§ TEXTE DU DOCUMENT:
Les femmes face au COVID-19 : exprimez-vous!
Simone de Beauvoir
"N'oubliez jamais qu'il suffira d'une crise politique, économique ou religieuse pour que les droits des femmes soient remis en question. Ces droits ne sont jamais acquis. Vous devrez rester vigilantes votre vie durant."
Le COVID-19 serait-il la crise en passe de donner raison à Simone de Beauvoir sur l’impératif de rester vigilantes ? Plus insidieuse que le recul des droits structurellement liés à la condition féminine (droits de vote, IVG, ou autres acquis statutaires) la crise liée du coronavirus laisse s’exprimer des biais culturels et sociologiques que l’on croyait si ce n’est disparus du moins atténués. Dans le “monde d’après”, la fausse minorité devra a minima se ré-approprier les terrains conquis, mais surtout prendre la parole.
La partie visible toujours en lutte : le réflexe “tout masculin” des médias ?
Dimanche dernier, la Une du Parisien montrait 4 hommes en Une pour raconter justement le “monde d’après”. L’ire de nombreuses femmes et d’hommes soulevée par cette Une et les excuses presque immédiates de la rédaction du journal montrent que la vigilance est toujours de mise et que son expression reste entendue. Certains affirment que la crise actuelle serait la source de ce dérapage. Ne nous trompons pas. Cela n’a rien de nouveau. Bien avant, des situations similaires étaient déjà légions : on se rappelle ainsi la polémique suscitée par la photo de huit hommes lors de la signature d’un accord entre HEC et l’Institut polytechnique de Paris. Les efforts multiples et astucieux déployés (plateforme d’expertes pour aider les médias à trouver des intervenantes pour leurs débats) pour trouver des expertes calent encore un peu, mais la crise liée au coronavirus n’y est pour rien ; en revanche, elle a un impact dans le quotidien des foyers : la fragilité des acquis se brise sur les vieux réflexes.
La partie invisible véritablement en recul : Retour au XIXème siècle dans les foyers !

§ VOS TÂCHES:
- a) Recopiez, dans le texte sur les femmes face au COVID-19, tout le passage qui va de « Le COVID-19 serait-il » jusqu'à « des médias ? ».
- b) Répondez à ces questions à partir du texte sur les femmes face au COVID-19 :
(i) Combien d'hommes la Une du Parisien montrait-elle dimanche dernier ?
(ii) Entre quels établissements a été signé l'accord dont la photo a créé une polémique ?
(iii) Quels droits le texte donne-t-il comme structurellement liés à la condition féminine ?
- c) Dans le texte sur les femmes face au COVID-19, résumez sous forme de liste le paragraphe qui commence par « Dimanche dernier, la Une du Parisien ». Gardez ses faits principaux.
Appuyez-vous uniquement sur le texte.

§ LIGNES EXTRAITES:

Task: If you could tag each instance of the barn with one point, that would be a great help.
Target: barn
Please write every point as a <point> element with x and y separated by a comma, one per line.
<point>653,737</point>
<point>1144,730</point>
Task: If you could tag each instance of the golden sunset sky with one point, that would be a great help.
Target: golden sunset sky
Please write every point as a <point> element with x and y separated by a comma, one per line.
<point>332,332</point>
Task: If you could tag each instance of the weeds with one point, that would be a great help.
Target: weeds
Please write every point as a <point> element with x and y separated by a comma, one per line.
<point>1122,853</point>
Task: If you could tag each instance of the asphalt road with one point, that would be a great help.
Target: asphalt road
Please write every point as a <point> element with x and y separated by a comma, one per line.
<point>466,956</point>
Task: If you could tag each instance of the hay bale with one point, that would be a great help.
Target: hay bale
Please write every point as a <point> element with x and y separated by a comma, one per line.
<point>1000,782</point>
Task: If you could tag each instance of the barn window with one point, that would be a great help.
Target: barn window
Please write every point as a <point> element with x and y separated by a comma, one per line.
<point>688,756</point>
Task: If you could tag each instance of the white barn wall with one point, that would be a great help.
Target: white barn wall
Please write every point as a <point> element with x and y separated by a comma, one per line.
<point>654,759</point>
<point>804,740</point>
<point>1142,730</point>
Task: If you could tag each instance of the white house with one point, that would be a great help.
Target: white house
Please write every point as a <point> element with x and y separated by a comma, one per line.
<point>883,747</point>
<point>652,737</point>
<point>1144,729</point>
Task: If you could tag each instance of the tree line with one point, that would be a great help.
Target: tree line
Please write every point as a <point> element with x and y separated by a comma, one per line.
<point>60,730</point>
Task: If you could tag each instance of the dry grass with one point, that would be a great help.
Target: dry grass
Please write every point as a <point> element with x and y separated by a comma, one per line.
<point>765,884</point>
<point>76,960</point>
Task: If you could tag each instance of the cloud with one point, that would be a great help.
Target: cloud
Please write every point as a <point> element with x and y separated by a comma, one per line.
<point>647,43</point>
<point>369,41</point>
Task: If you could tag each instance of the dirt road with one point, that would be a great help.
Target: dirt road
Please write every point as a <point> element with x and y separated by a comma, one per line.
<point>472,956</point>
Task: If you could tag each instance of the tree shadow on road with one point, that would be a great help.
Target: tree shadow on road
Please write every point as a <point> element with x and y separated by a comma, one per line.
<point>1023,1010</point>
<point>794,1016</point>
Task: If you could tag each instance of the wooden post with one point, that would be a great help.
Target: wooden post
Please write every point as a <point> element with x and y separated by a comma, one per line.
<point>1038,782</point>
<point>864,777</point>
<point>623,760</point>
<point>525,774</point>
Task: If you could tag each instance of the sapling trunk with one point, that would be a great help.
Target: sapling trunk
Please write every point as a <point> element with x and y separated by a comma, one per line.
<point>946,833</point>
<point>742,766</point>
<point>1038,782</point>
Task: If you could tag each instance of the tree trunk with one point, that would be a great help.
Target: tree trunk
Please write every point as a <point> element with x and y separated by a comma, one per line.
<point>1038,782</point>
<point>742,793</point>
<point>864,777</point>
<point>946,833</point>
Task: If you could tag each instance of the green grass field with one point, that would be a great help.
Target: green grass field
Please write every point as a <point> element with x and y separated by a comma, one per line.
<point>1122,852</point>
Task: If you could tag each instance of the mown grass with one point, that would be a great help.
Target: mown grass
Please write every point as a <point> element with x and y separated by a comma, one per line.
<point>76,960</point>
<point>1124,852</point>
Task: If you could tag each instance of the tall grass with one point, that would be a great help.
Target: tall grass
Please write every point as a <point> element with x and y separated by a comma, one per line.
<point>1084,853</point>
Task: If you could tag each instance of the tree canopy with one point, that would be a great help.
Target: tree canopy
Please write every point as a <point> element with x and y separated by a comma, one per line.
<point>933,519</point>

* * *

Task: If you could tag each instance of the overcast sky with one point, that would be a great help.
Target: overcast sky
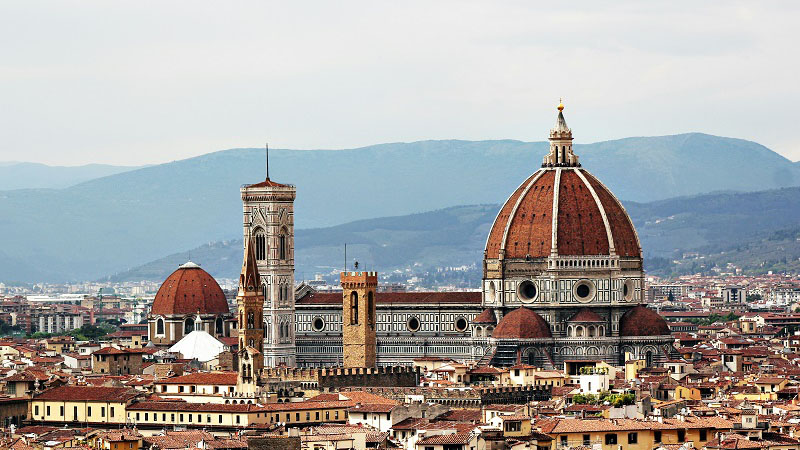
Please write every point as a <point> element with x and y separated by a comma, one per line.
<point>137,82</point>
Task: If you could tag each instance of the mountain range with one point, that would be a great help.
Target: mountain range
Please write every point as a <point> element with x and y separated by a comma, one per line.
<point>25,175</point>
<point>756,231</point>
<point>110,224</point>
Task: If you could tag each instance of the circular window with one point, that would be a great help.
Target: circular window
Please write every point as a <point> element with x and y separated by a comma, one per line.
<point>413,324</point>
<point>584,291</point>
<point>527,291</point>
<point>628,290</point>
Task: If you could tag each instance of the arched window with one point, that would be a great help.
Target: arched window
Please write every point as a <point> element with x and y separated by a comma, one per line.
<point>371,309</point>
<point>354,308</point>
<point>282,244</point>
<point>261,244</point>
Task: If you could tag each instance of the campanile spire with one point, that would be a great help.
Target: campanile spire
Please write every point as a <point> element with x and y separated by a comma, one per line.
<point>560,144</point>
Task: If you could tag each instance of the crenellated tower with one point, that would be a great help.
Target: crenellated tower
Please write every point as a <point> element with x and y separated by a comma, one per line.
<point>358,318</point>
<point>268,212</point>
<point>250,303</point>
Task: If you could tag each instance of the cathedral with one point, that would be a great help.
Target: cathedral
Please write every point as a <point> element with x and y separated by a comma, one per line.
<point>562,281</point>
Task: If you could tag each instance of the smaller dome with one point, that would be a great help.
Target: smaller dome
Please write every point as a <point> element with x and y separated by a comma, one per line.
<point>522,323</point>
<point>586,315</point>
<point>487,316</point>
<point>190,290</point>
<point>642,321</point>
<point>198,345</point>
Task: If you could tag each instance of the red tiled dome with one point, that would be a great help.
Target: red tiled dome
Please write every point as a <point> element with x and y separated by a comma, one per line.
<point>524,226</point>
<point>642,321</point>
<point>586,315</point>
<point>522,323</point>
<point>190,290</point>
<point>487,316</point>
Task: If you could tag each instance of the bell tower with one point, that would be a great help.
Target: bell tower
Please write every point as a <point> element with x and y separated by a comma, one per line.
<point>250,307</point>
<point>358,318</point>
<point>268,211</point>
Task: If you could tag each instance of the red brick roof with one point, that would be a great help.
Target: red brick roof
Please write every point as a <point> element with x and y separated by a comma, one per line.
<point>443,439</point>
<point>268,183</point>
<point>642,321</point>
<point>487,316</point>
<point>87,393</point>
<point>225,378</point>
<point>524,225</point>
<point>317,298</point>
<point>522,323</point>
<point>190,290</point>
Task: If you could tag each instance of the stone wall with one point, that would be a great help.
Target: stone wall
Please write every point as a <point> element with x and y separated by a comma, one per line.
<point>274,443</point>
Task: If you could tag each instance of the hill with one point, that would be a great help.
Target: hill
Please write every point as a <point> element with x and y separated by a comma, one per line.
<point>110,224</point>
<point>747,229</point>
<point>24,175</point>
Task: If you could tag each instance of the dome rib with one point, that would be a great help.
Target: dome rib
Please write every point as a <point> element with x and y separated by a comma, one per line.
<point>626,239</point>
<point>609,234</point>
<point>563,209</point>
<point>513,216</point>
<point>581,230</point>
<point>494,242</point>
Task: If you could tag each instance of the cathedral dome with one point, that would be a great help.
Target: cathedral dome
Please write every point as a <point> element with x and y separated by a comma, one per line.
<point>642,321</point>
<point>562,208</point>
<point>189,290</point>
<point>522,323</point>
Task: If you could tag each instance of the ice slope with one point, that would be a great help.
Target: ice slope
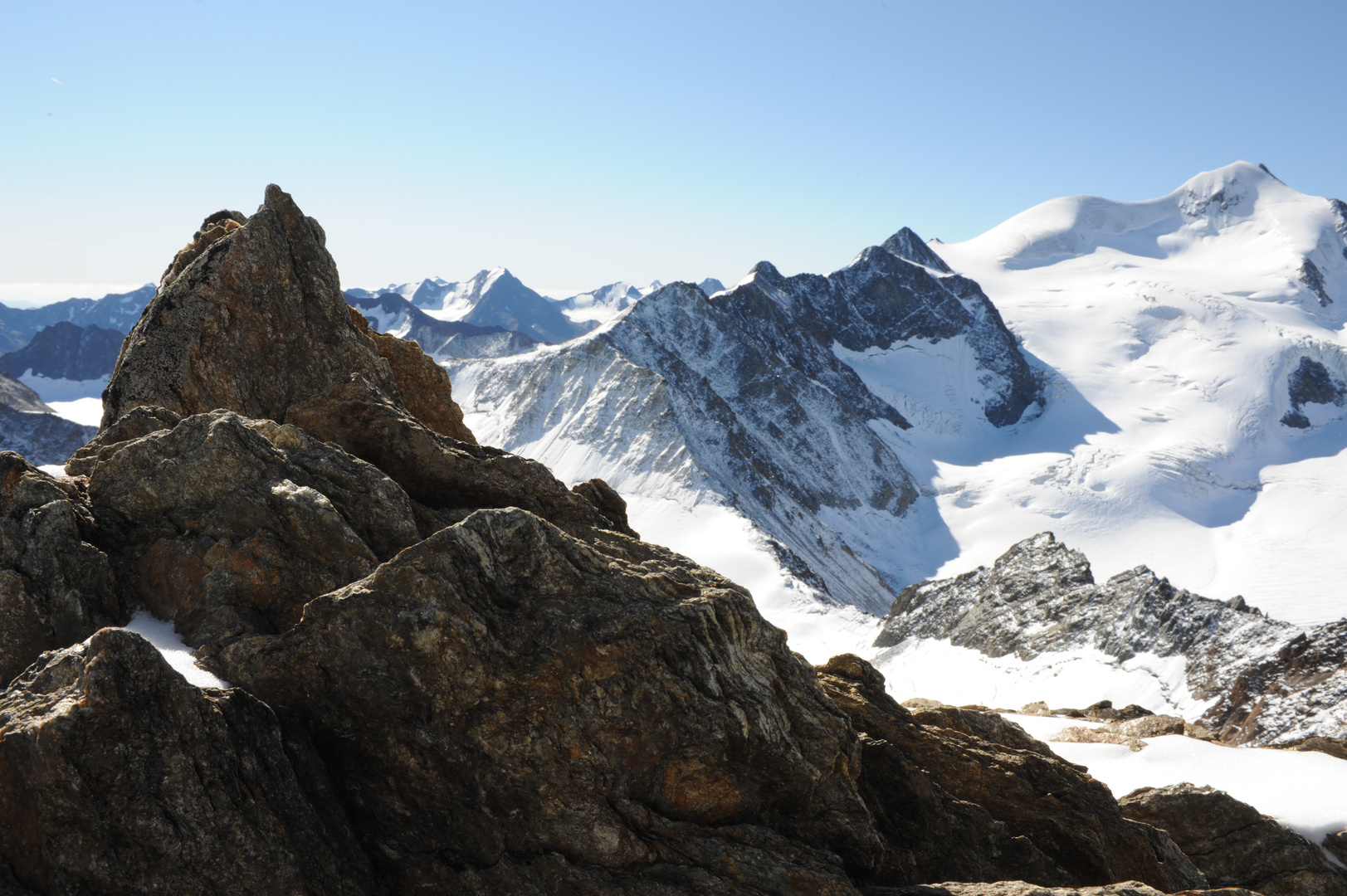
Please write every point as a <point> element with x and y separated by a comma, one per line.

§ RÉPONSES PAR TÂCHE:
- a)
Le COVID-19 serait-il la crise en passe de donner raison à Simone de Beauvoir sur l’impératif de rester vigilantes ? Plus insidieuse que le recul des droits structurellement liés à la condition féminine (droits de vote, IVG, ou autres acquis statutaires) la crise liée du coronavirus laisse s’exprimer des biais culturels et sociologiques que l’on croyait si ce n’est disparus du moins atténués. Dans le “monde d’après”, la fausse minorité devra a minima se ré-approprier les terrains conquis, mais surtout prendre la parole.
La partie visible toujours en lutte : le réflexe “tout masculin” des médias ?

- b)
(i) 4 hommes.
(ii) Entre HEC et l'Institut polytechnique de Paris.
(iii) Les droits de vote, l'IVG et d'autres acquis statutaires.

- c)
- Dimanche dernier, la Une du Parisien montrait 4 hommes pour parler du « monde d'après ».
- Cette Une a mis en colère de nombreuses femmes et de nombreux hommes, et la rédaction s'est excusée presque tout de suite. Cela montre que la vigilance reste nécessaire et qu'elle est entendue.
- Pour certains, la crise actuelle explique ce dérapage. Pour le texte, ce n'est pas nouveau : la photo de huit hommes à la signature d'un accord entre HEC et l'Institut polytechnique de Paris avait déjà créé une polémique.
- Les efforts pour trouver des expertes, comme une plateforme qui aide les médias à trouver des intervenantes, avancent encore mal. La crise du coronavirus n'y est pour rien.
- En revanche, la crise pèse sur la vie de tous les jours dans les foyers, où les acquis fragiles cèdent devant les vieux réflexes.